[THE TASK] A faithful repeat of all the records, with no image kept, is the required answer.

Collection entries
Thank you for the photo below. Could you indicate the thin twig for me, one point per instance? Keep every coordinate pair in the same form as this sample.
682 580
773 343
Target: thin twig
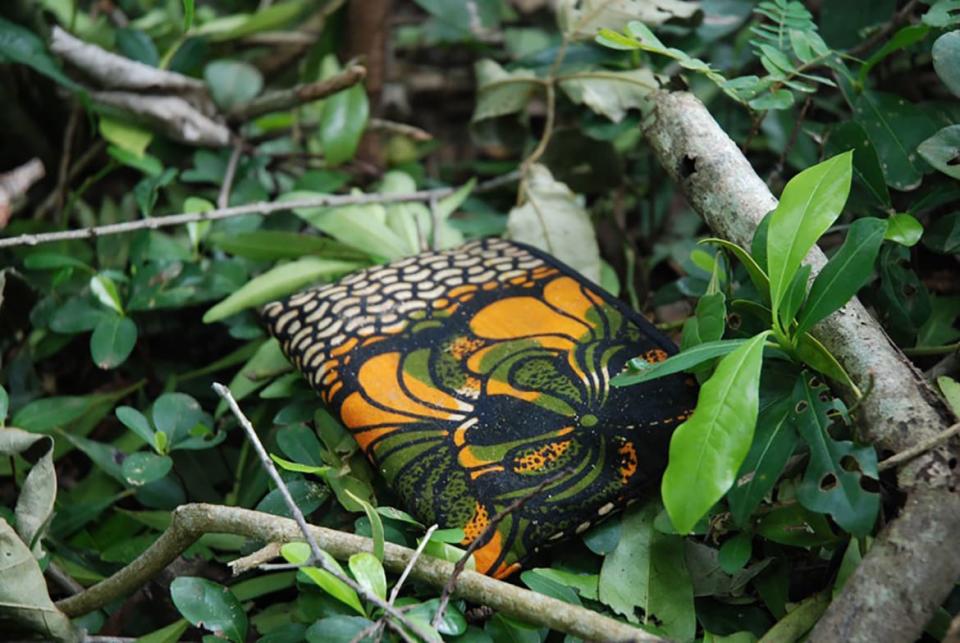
189 522
919 448
282 99
63 173
318 557
256 559
485 536
402 129
376 629
265 208
794 135
177 117
223 199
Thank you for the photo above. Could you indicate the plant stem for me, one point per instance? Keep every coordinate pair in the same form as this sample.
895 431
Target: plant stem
189 522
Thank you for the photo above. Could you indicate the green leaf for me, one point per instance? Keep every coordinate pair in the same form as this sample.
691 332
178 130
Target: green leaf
500 92
46 414
277 282
951 392
176 415
815 355
232 82
106 293
238 25
946 60
53 261
453 622
757 274
841 478
707 450
795 295
587 585
904 229
210 606
809 205
735 553
708 322
796 526
125 135
553 220
847 272
270 245
299 553
905 37
610 93
376 524
647 570
112 341
684 361
20 45
143 467
549 587
895 128
583 19
943 235
300 443
942 151
23 592
151 166
359 226
775 441
866 165
188 7
368 571
343 121
136 422
38 491
297 467
338 628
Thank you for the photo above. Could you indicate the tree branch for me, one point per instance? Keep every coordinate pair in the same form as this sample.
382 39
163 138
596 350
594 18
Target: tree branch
909 557
262 207
189 522
282 99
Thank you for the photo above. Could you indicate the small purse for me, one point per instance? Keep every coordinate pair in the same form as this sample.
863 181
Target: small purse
472 375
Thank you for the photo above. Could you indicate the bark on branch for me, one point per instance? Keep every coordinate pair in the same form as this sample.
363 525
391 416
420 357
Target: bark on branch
910 568
191 521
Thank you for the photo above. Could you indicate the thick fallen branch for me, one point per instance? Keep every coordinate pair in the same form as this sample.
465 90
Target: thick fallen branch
191 521
176 117
910 569
316 553
118 72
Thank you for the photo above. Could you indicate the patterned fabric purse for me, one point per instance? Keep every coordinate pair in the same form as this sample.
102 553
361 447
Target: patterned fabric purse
469 376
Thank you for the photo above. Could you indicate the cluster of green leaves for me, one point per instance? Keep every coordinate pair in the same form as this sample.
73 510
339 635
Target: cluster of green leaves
788 46
708 451
136 429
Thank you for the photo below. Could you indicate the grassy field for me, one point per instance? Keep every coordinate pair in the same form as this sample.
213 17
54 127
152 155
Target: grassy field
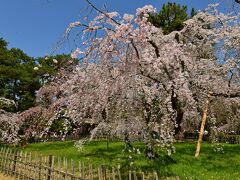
210 165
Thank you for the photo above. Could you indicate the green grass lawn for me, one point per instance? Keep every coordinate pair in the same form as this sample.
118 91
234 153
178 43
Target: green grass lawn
210 165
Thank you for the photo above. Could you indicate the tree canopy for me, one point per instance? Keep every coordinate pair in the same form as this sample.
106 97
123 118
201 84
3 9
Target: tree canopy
171 17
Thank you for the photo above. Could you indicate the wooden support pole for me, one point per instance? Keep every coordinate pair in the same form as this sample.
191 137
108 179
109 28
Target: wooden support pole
204 118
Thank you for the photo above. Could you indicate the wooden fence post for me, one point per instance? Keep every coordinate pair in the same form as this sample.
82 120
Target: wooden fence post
15 162
40 167
50 158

[SOLUTION TO THE EXERCISE]
Thank you for the photo below. Could you indicate the thin twig for me, one point per instance? Keep every coordinate pair in the same form as this sample.
682 580
773 343
Target: thin twig
189 522
919 448
282 99
63 173
318 557
256 559
485 536
402 129
376 629
265 208
794 135
177 117
223 199
Thank you for the photo above. Could you indicate the plant stem for me, one point per instance? Keep every coordinate pair in the same form as this sample.
895 431
Target: plant stem
189 522
Thank you for the photo above. Could you indicate the green leaf for me, one point per instance? Keep every coordinate pair in the same form as this sample.
691 332
178 130
Target: green leaf
500 92
46 414
277 282
951 392
176 415
815 355
232 82
106 293
238 25
946 60
53 261
453 622
757 274
841 478
707 450
795 295
587 585
904 229
210 606
809 205
735 553
708 322
796 526
125 135
553 220
847 272
270 245
299 553
905 37
610 93
376 524
647 570
112 341
684 361
20 45
143 467
549 587
895 128
583 19
943 235
300 443
942 151
23 592
151 166
359 226
775 441
866 165
188 7
368 571
343 121
136 422
38 491
297 467
338 628
Thank you for the photo above. Could you indicate the tree branch for me, one point per instance? Keep every coordinate pair in the same form as this sample.
382 39
163 138
596 350
594 18
Target: tree branch
909 557
262 207
189 522
282 99
Thank you for the photo above. Could you indicate the small purse for me, one point per instance? Keep every coordinate pair in the same form as this sample.
863 181
Target: small purse
472 375
Thank you for the photo above. Could you indicate the bark on branch for me, one point per instance? Keep every coordinate pair in the same form as this sample.
363 525
391 416
420 357
Target: bark on branch
910 568
191 521
Thank you for the photo above. Could you indicate the thick fallen branch for me, one point per instance? Keep every coordinate pair in the same form as this sample.
465 90
Target: thick fallen branch
191 521
176 117
910 569
316 553
118 72
Thank you for the photo above. Could you indicate the patterned fabric purse for me, one point per instance? Keep every coordinate pair in the same form as this sample.
102 553
361 447
Target: patterned fabric purse
469 376
Thank you for the photo above. Could you indicate the cluster of green leaves for me, one point per instance? Keep every coordinate pair in the same form as this sample.
73 510
339 635
Target: cluster of green leaves
788 46
708 451
136 429
Thank you for the photo below. Could you indicate the grassy field for me, one point per instance? Keep every coordinate pair in the same form as this sample.
213 17
54 127
152 155
Target: grassy field
210 165
Thank you for the photo above. Could you indicate the green grass lawn for me, one point per instance? Keep every coordinate pair in the same form as this sample.
118 91
234 153
178 43
Target: green grass lawn
210 165
Thank you for the photo above. Could you indicate the tree canopy for me, one point per instance? Keep every coordinate pair in the same form as this sample.
106 97
123 118
201 84
3 9
Target: tree canopy
171 17
Thank you for the photo above. Could you indicate the wooden support pole for me, one point per instance? Keep every coordinate pair in the same form as this sample.
191 137
108 179
109 28
Target: wooden support pole
204 118
Thank you for the photo above. Could you indicate the wooden fence post for me, one point per instance? Keep every coordinate pair in the same form as this sample.
82 120
Target: wooden fence post
15 162
40 167
50 158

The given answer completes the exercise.